[[ Source material, beginning ]]

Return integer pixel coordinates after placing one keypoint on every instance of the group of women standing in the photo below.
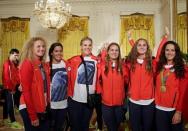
(155, 86)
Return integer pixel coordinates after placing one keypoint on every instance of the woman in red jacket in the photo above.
(35, 82)
(141, 86)
(170, 88)
(112, 77)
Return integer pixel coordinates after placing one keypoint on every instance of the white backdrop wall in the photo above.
(104, 17)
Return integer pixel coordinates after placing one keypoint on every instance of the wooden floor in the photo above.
(124, 126)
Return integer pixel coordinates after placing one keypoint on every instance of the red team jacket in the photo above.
(32, 85)
(10, 76)
(175, 91)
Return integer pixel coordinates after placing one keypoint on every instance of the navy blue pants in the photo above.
(113, 116)
(141, 116)
(9, 106)
(58, 117)
(43, 125)
(79, 114)
(164, 121)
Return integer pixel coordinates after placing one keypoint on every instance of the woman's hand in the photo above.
(35, 123)
(176, 118)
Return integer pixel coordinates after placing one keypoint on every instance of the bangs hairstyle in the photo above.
(178, 60)
(133, 55)
(119, 60)
(52, 47)
(86, 38)
(27, 51)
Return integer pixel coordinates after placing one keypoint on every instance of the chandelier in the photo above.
(52, 14)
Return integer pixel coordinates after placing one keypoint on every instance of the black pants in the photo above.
(17, 97)
(43, 125)
(58, 117)
(8, 107)
(141, 116)
(79, 114)
(98, 108)
(113, 116)
(164, 121)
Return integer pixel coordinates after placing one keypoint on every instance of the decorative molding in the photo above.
(24, 2)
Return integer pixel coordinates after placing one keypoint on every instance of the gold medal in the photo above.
(163, 88)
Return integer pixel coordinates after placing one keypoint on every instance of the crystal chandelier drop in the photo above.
(52, 14)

[[ Source material, end ]]

Return only and exactly the lines from the one that contains "medal in the photo above." through the final line of the material above.

### Answer section
Return integer pixel coordinates after placing one keypoint on every instance of the gold medal in the photo above.
(163, 88)
Return integer pixel coordinates after placing one keypoint on every instance of the crystal chandelier drop in the photo above.
(52, 14)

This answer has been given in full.